▶ **Provided passage**
################

Between the long hours and the endless decisions that had to be made, I had no other life. It’s either return calls or eat and take a bath. I was too tired for both. That’s why I always say directing is a dog’s life.

In June, the studio threw a carnival-themed premiere party on the Fox lot and that was followed by a wide opening. The reviews were overwhelmingly positive, but I didn’t bother to read them. What was the point? Some people liked me or it was all about Tom or this or that. By then, it was out of my hands and all I wanted to do was get the fuck away.

I planned a trip to Moscow with Allyn Stewart, a friend from Warner Brothers, and on the way I stopped in New York, where Greenhut persuaded me to sneak into a theater on Broadway with him. I stayed
a couple minutes. I got too nervous. “I need to get out of the country where no one knows who the fuck I am,” I said as we caught a cab.

A week later, I was in Red Square at midnight and spotted a kid wearing a
Big
T-shirt. It turned out the executive in charge of foreign distribution for the studio was there with his family. Otherwise, I spent a blissful two weeks seeing the sights without anyone staring back at me. We were at the American Embassy meeting with Russian filmmakers on the day when a U.S. warship mistakenly shot down Iran Air Flight 655, thinking it was a fighter jet, and there were momentary fears of a response that could involve the Russians. It made for some tense hours. But I supposed we were at the safest place in Moscow.

From there, we went to Leningrad. After a few days there, I cut short the rest of our trip, including a couple days in Georgia. I was tired of speaking through an interpreter and wanted to get back to people who spoke English. I had learned Russian cab drivers will stop immediately if they see you waving a pack of Marlboros, and so I got us to the airport pretty quick.

They served caviar on the plane ride back to London. For some reason, there were a lot of American students in first class who asked for my autograph. I traded them a signature for their caviar and had a filling flight. Once in London, I saw my hysterically funny friend Nona Summers and hung out with Jack Nicholson, who was there getting fitted to play the Joker in Tim Burton’s
Batman
. Jack was very appreciative when I shared the fifty-thousand-proof vodka I had brought back from Russia.

################

▶ **Data**
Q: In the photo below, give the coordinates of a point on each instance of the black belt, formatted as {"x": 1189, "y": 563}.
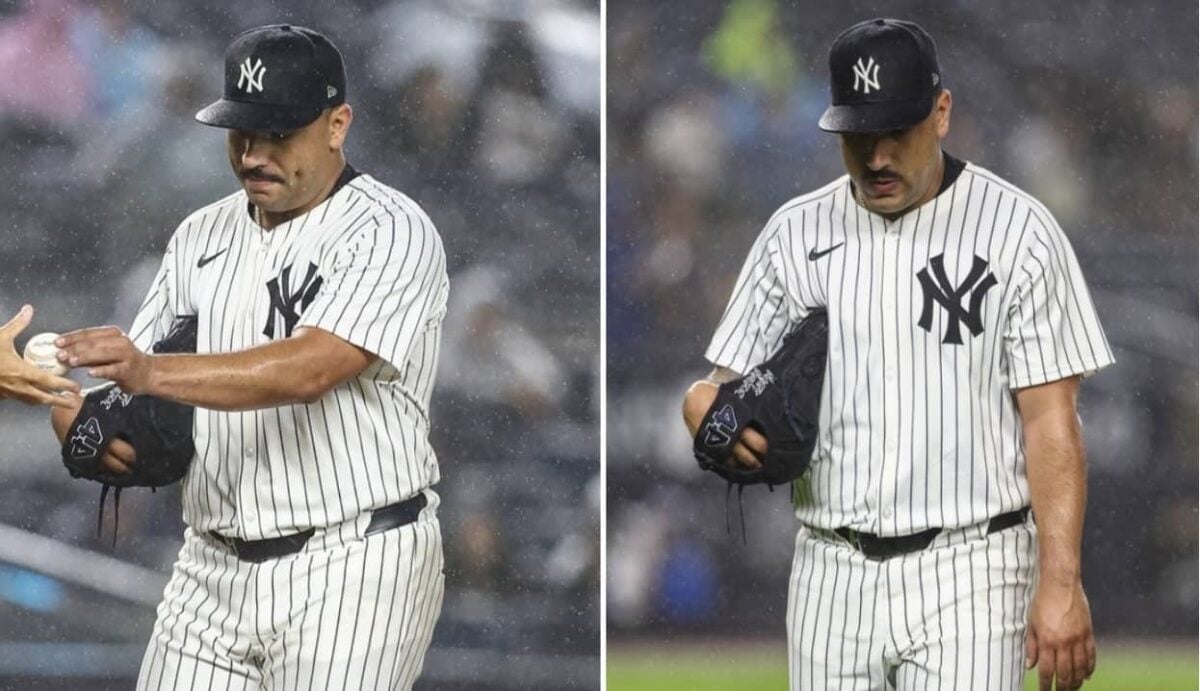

################

▶ **Prompt**
Retype the memoir excerpt word for word, starting at "From there, we" and ending at "back from Russia.". Work from the memoir excerpt alone and set the data aside.

▶ **The answer**
From there, we went to Leningrad. After a few days there, I cut short the rest of our trip, including a couple days in Georgia. I was tired of speaking through an interpreter and wanted to get back to people who spoke English. I had learned Russian cab drivers will stop immediately if they see you waving a pack of Marlboros, and so I got us to the airport pretty quick.

They served caviar on the plane ride back to London. For some reason, there were a lot of American students in first class who asked for my autograph. I traded them a signature for their caviar and had a filling flight. Once in London, I saw my hysterically funny friend Nona Summers and hung out with Jack Nicholson, who was there getting fitted to play the Joker in Tim Burton’s
Batman
. Jack was very appreciative when I shared the fifty-thousand-proof vodka I had brought back from Russia.